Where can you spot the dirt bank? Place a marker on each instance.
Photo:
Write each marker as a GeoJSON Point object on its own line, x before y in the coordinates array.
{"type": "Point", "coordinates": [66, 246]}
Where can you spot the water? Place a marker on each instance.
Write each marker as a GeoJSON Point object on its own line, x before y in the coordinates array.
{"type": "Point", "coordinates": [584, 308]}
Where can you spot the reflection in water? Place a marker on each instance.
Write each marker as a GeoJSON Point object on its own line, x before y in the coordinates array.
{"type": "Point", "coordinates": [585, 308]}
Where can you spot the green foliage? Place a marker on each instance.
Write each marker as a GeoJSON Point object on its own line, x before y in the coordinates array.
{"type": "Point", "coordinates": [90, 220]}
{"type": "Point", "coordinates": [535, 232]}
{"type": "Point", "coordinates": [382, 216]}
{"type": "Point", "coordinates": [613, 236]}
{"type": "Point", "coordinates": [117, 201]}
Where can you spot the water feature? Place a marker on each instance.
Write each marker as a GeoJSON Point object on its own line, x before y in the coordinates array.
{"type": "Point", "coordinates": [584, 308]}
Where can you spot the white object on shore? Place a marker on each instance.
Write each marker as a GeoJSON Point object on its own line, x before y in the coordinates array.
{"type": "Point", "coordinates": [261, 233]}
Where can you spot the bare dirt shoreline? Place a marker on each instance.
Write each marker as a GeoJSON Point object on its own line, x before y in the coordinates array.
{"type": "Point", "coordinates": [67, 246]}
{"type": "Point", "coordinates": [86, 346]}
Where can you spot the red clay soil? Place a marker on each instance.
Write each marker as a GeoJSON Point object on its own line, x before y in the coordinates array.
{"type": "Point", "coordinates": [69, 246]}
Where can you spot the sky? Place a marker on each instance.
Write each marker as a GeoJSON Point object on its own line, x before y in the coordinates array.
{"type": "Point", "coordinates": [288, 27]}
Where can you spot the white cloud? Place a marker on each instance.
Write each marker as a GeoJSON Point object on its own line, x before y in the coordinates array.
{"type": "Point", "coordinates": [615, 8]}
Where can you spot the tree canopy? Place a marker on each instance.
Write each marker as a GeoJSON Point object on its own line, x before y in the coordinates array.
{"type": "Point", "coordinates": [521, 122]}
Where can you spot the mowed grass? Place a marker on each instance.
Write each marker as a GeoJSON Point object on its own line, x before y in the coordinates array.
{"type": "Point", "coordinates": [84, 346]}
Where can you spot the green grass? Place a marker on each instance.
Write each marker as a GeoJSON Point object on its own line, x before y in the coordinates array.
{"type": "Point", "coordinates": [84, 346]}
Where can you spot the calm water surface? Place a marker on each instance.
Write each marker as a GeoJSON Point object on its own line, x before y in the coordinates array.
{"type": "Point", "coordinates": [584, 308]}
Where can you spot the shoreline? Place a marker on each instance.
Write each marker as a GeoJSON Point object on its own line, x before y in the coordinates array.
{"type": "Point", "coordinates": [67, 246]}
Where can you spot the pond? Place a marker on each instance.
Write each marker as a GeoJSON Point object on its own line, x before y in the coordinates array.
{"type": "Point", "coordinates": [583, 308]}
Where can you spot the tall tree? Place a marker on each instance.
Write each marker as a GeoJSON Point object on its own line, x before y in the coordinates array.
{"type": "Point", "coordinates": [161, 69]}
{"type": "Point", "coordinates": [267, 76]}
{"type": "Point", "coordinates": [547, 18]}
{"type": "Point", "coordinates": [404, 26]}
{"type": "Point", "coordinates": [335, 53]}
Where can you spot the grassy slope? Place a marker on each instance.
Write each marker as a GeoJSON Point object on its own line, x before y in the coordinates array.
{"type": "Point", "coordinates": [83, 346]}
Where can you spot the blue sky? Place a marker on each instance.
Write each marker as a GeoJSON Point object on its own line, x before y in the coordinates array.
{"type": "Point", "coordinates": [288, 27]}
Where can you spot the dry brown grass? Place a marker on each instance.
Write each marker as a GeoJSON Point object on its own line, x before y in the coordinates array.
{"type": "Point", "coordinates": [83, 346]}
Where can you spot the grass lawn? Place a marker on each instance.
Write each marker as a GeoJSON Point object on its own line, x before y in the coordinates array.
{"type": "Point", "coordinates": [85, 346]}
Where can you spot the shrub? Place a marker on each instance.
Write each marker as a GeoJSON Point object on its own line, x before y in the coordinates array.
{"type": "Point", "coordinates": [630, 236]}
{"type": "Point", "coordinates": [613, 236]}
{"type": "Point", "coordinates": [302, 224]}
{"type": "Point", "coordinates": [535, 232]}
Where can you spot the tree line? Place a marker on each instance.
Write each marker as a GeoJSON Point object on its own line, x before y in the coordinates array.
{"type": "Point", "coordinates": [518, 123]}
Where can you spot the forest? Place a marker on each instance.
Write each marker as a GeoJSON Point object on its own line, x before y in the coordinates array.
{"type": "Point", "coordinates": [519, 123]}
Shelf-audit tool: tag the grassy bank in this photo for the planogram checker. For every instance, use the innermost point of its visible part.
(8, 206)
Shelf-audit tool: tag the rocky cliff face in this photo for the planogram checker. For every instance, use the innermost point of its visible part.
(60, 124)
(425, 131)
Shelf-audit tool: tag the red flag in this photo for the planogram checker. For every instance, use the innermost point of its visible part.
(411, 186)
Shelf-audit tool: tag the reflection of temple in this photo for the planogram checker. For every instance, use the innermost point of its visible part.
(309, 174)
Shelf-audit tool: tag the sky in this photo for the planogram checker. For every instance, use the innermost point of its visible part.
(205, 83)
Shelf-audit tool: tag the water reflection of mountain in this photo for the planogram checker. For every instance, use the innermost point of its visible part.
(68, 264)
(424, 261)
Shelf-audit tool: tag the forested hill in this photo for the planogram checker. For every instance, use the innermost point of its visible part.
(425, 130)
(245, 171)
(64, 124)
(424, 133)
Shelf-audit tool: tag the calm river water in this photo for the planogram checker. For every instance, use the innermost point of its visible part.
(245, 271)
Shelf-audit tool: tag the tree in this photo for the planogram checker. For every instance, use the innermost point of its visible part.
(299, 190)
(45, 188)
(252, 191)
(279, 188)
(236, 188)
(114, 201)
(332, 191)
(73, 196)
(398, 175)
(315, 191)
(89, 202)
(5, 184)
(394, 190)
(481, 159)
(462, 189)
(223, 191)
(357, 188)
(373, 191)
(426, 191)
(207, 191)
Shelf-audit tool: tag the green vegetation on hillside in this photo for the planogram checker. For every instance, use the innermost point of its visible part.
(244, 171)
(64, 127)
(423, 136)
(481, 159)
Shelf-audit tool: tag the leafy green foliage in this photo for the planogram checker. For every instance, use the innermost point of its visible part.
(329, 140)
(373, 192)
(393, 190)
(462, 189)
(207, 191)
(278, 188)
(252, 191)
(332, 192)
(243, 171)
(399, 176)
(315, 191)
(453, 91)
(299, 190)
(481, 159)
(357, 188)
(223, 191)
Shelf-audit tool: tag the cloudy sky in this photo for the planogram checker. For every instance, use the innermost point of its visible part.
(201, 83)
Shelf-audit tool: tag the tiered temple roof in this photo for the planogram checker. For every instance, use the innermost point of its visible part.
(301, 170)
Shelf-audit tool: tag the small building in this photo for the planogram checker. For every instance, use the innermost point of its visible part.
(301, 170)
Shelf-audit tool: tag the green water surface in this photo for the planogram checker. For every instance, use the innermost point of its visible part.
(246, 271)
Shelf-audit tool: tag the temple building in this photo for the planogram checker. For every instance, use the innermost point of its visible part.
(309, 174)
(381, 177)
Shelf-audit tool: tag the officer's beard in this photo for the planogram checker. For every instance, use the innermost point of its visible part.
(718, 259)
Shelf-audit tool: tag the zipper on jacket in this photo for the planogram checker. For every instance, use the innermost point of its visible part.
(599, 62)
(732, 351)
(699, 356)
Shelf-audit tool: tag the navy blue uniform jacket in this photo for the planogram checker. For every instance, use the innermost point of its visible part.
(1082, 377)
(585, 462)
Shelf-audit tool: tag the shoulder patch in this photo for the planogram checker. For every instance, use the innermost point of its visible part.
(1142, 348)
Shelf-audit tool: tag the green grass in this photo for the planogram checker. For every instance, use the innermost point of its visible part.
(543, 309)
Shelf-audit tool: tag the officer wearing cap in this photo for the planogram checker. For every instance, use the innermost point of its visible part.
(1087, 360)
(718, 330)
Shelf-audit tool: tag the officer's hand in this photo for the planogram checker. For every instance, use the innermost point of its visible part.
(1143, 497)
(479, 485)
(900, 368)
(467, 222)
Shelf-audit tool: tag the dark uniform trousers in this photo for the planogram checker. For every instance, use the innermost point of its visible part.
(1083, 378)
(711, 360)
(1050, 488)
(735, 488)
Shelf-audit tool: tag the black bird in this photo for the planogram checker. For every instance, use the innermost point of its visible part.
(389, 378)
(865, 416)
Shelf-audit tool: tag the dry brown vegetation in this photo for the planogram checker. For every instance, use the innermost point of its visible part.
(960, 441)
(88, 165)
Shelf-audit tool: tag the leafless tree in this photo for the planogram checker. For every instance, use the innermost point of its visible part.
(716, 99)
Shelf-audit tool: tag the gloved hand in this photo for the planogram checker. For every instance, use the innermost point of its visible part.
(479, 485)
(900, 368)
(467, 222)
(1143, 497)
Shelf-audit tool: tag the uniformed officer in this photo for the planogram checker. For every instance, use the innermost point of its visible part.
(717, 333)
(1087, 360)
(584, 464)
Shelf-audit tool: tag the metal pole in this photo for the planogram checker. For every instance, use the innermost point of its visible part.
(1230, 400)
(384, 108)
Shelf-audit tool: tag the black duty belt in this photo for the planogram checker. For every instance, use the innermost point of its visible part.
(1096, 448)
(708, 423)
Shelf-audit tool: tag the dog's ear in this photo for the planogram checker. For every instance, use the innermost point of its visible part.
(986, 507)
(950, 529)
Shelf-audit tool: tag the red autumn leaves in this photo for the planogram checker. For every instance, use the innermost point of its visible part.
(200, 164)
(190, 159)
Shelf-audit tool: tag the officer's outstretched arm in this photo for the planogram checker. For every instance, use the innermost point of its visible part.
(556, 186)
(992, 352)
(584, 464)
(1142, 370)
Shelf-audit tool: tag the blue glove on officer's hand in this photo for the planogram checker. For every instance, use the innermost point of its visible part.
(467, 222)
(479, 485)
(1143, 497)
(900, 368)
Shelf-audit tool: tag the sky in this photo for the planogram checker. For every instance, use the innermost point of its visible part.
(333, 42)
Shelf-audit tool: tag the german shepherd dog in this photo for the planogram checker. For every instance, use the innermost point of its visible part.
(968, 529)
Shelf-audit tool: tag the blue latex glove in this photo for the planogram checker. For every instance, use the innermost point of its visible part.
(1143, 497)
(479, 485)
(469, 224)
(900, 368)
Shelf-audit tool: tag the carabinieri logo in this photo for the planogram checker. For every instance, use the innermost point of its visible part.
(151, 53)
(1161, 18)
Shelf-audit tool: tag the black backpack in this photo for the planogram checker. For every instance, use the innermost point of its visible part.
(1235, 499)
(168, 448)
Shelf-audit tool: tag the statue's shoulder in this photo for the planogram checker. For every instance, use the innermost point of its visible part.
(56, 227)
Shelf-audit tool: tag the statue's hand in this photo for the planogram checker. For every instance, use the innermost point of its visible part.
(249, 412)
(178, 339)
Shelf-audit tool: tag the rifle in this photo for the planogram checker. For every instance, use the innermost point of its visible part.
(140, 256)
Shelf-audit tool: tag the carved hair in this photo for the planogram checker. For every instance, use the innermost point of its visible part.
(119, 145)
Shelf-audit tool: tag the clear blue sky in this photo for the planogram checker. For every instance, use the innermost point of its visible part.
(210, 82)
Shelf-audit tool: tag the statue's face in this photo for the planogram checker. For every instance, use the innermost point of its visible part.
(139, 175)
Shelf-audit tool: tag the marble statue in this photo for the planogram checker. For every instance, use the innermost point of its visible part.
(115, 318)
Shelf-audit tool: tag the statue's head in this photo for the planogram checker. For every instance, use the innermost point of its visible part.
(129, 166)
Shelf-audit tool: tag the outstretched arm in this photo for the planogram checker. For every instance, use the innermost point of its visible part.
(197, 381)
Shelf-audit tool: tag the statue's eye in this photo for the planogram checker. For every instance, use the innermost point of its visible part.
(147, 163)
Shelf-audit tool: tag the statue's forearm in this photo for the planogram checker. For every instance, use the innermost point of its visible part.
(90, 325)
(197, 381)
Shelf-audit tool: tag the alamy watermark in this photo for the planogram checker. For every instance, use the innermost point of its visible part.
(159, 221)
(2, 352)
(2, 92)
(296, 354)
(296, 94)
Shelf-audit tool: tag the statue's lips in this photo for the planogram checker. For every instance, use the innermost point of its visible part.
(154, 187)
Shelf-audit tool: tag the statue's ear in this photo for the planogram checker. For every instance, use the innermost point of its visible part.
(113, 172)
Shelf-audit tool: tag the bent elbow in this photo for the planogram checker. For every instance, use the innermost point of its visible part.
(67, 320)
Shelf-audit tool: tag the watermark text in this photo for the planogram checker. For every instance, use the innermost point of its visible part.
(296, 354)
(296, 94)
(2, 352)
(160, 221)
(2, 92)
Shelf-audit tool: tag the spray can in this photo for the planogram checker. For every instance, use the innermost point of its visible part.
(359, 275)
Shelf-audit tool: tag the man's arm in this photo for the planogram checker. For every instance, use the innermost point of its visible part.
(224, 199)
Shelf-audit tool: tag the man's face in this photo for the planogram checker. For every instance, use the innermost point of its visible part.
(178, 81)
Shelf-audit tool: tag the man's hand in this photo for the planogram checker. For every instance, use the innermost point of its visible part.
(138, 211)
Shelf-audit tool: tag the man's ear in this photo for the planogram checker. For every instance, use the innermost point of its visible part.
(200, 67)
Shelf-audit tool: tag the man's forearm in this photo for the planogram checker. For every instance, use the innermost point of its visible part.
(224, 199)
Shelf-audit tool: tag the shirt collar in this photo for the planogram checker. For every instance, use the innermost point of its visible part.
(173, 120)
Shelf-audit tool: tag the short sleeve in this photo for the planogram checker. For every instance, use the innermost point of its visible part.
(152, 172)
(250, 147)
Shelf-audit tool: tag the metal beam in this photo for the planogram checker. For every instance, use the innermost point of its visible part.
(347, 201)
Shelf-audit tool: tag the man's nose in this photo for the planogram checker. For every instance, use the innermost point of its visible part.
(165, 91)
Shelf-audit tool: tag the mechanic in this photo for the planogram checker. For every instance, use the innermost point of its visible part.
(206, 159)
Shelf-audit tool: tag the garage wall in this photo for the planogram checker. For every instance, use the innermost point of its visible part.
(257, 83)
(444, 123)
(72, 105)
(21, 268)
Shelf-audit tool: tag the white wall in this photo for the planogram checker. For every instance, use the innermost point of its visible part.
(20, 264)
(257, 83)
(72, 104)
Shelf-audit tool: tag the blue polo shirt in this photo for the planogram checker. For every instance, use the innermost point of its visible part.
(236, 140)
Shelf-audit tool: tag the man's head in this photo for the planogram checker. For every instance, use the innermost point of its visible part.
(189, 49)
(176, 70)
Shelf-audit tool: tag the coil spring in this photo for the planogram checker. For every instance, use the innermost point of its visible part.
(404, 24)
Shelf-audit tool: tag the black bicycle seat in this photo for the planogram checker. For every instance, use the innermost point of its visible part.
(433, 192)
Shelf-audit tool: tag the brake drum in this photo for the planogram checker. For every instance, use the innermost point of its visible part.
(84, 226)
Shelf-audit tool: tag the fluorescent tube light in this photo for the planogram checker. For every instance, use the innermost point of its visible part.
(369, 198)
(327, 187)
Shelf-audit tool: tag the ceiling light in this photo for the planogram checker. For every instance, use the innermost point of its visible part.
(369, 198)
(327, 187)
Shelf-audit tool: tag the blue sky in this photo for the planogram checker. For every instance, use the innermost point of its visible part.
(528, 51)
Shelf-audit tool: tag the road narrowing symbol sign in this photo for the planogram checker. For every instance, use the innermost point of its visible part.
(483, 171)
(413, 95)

━━━━━━━━━━

■ Stated task
Print the records verbatim, from the line containing "Shelf-audit tool: tag the blue sky" through the last line of the records, including both.

■ Solution to this task
Shelf-audit tool: tag the blue sky in this photo for the planogram checker. For every instance, use the innermost point of its visible part.
(528, 51)
Shelf-audit tool: tag the road narrowing symbol sign in this photo for the planogram checker. For every instance, use the innermost point of its visible part.
(483, 171)
(413, 95)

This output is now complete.